[Records of labeled points]
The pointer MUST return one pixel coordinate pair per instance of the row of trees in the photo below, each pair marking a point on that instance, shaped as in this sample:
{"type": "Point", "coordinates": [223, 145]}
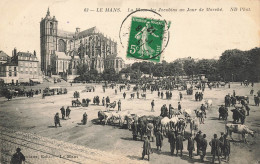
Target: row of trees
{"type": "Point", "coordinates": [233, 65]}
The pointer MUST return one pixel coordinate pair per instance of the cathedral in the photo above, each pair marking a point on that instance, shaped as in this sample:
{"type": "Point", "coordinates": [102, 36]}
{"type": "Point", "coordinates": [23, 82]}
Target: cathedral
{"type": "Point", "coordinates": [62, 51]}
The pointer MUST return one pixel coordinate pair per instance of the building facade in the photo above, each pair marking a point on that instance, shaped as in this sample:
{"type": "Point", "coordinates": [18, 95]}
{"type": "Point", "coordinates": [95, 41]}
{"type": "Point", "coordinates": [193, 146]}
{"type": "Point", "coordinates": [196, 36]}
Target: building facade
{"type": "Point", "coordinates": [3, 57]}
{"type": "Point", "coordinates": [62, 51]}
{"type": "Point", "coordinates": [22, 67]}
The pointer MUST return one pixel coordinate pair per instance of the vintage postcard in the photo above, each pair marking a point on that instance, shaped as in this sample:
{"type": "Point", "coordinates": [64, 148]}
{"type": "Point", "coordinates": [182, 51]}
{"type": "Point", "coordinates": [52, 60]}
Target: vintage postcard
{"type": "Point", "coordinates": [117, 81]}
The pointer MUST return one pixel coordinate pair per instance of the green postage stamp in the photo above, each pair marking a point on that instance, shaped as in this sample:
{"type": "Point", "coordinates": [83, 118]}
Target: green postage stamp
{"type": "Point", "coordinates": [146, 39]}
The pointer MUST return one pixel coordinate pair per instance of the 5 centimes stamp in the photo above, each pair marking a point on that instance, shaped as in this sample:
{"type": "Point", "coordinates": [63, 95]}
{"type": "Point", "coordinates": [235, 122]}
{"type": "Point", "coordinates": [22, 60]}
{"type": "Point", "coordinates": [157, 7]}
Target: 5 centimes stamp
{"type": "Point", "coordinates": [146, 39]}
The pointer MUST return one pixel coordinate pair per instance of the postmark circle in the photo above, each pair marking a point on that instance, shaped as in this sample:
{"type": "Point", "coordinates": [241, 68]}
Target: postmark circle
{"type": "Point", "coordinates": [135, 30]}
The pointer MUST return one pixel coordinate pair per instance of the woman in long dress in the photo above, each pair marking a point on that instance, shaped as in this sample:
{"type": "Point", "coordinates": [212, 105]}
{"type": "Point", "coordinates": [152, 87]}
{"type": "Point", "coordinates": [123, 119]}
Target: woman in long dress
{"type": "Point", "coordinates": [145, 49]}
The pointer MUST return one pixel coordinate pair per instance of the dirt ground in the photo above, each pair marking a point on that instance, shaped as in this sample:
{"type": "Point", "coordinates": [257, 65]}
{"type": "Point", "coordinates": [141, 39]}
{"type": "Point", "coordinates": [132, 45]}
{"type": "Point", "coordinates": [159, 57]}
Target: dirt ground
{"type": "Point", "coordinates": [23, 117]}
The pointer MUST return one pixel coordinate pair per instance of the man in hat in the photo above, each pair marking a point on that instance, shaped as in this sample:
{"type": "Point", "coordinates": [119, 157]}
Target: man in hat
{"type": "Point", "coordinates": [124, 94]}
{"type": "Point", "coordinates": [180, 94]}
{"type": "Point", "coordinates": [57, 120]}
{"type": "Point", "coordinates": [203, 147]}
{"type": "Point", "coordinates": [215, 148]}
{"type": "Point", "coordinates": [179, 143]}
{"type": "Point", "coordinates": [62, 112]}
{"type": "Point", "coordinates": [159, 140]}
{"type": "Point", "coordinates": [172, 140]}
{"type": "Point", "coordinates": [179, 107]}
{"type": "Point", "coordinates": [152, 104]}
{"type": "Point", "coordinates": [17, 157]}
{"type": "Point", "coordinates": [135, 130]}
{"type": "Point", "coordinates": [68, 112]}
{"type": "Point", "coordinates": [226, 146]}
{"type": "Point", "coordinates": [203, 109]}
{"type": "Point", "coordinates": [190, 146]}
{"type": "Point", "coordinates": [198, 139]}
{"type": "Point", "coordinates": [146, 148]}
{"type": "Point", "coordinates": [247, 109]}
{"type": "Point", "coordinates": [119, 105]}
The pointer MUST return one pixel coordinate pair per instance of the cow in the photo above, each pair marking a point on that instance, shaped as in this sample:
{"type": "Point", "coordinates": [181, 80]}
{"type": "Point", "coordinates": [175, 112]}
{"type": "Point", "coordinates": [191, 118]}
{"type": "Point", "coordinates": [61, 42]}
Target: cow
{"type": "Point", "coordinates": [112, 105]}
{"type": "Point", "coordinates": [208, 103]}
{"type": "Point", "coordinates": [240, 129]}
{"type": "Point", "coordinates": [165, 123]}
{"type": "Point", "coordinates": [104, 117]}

### STATED GOAL
Reproduce all of the material exactly, apart from the pictures.

### FINAL RESULT
The pointer MUST return one pixel coordinate pair per instance of the row of trees in the photo below, each pair marking a point on that instance, shaped as in this sample:
{"type": "Point", "coordinates": [223, 145]}
Target: row of trees
{"type": "Point", "coordinates": [233, 65]}
The pointer MUST return one pixel coordinate pair per instance of the cathedral in the photo above, each pair marking a point on that instance, shaped as in this sample:
{"type": "Point", "coordinates": [102, 36]}
{"type": "Point", "coordinates": [23, 82]}
Target: cathedral
{"type": "Point", "coordinates": [62, 51]}
The pointer MUST return one pixel coordinate pair per instance of the building facade in the photo above, each pair marking a point on that instance, shaped as in this sample:
{"type": "Point", "coordinates": [18, 95]}
{"type": "Point", "coordinates": [95, 41]}
{"type": "Point", "coordinates": [193, 146]}
{"type": "Point", "coordinates": [196, 36]}
Target: building facade
{"type": "Point", "coordinates": [3, 57]}
{"type": "Point", "coordinates": [62, 51]}
{"type": "Point", "coordinates": [22, 67]}
The pointer MUST return one pixel coordinate pair per instance of the vintage postcard in the photo above, each pair marking a point on that instance, shaped as in this sample:
{"type": "Point", "coordinates": [64, 148]}
{"type": "Point", "coordinates": [182, 51]}
{"type": "Point", "coordinates": [52, 60]}
Target: vintage postcard
{"type": "Point", "coordinates": [117, 81]}
The pointer MUST return one pixel coordinate pair per instance of the green postage stamp in the photo above, each pair marking a point on that instance, shaped as in this sample:
{"type": "Point", "coordinates": [83, 118]}
Target: green postage stamp
{"type": "Point", "coordinates": [146, 39]}
The pointer MUST return one pixel coordinate pair per instance of the 5 centimes stamp in the photo above, each pair marking a point on that instance, shaped as in this sample:
{"type": "Point", "coordinates": [63, 95]}
{"type": "Point", "coordinates": [235, 122]}
{"type": "Point", "coordinates": [22, 60]}
{"type": "Point", "coordinates": [157, 7]}
Target: 5 centimes stamp
{"type": "Point", "coordinates": [146, 39]}
The pointer MUST return one pixel coordinate pair per instance of the postmark circle in the photo above, each pair marking a point on that instance, shaped as in this sample:
{"type": "Point", "coordinates": [241, 68]}
Target: postmark circle
{"type": "Point", "coordinates": [135, 30]}
The pointer MUST return one pixel coordinate pair per instance of the woman in long dress in the photo above, each pair marking a point on that instance, shaped as in this sample:
{"type": "Point", "coordinates": [212, 105]}
{"type": "Point", "coordinates": [152, 87]}
{"type": "Point", "coordinates": [123, 119]}
Target: woman in long dress
{"type": "Point", "coordinates": [145, 49]}
The pointer MUST return one pixel coordinate pair per instance of the dirt ground in the photo above, each pair marking a point on that instance, shaped as in this sample:
{"type": "Point", "coordinates": [257, 65]}
{"type": "Point", "coordinates": [141, 39]}
{"type": "Point", "coordinates": [132, 45]}
{"type": "Point", "coordinates": [159, 57]}
Target: dirt ground
{"type": "Point", "coordinates": [23, 117]}
The pointer MUST return one pixel coordinate pair per instance of the man in hat in the photo above, each pair marking a point on that instance, shaped as in this sample:
{"type": "Point", "coordinates": [119, 157]}
Target: man in hat
{"type": "Point", "coordinates": [124, 94]}
{"type": "Point", "coordinates": [180, 94]}
{"type": "Point", "coordinates": [57, 120]}
{"type": "Point", "coordinates": [203, 147]}
{"type": "Point", "coordinates": [215, 148]}
{"type": "Point", "coordinates": [179, 143]}
{"type": "Point", "coordinates": [62, 112]}
{"type": "Point", "coordinates": [159, 140]}
{"type": "Point", "coordinates": [172, 140]}
{"type": "Point", "coordinates": [179, 107]}
{"type": "Point", "coordinates": [152, 104]}
{"type": "Point", "coordinates": [17, 157]}
{"type": "Point", "coordinates": [135, 130]}
{"type": "Point", "coordinates": [68, 112]}
{"type": "Point", "coordinates": [226, 146]}
{"type": "Point", "coordinates": [203, 109]}
{"type": "Point", "coordinates": [190, 146]}
{"type": "Point", "coordinates": [198, 139]}
{"type": "Point", "coordinates": [146, 148]}
{"type": "Point", "coordinates": [247, 109]}
{"type": "Point", "coordinates": [119, 105]}
The pointer MUST return one pixel coordinate pair per instance of the cow in the photo above, each pair marking a point on that instance, shaped as in this sample:
{"type": "Point", "coordinates": [181, 80]}
{"type": "Point", "coordinates": [175, 112]}
{"type": "Point", "coordinates": [191, 118]}
{"type": "Point", "coordinates": [61, 42]}
Target: cow
{"type": "Point", "coordinates": [112, 105]}
{"type": "Point", "coordinates": [208, 103]}
{"type": "Point", "coordinates": [240, 129]}
{"type": "Point", "coordinates": [165, 123]}
{"type": "Point", "coordinates": [104, 117]}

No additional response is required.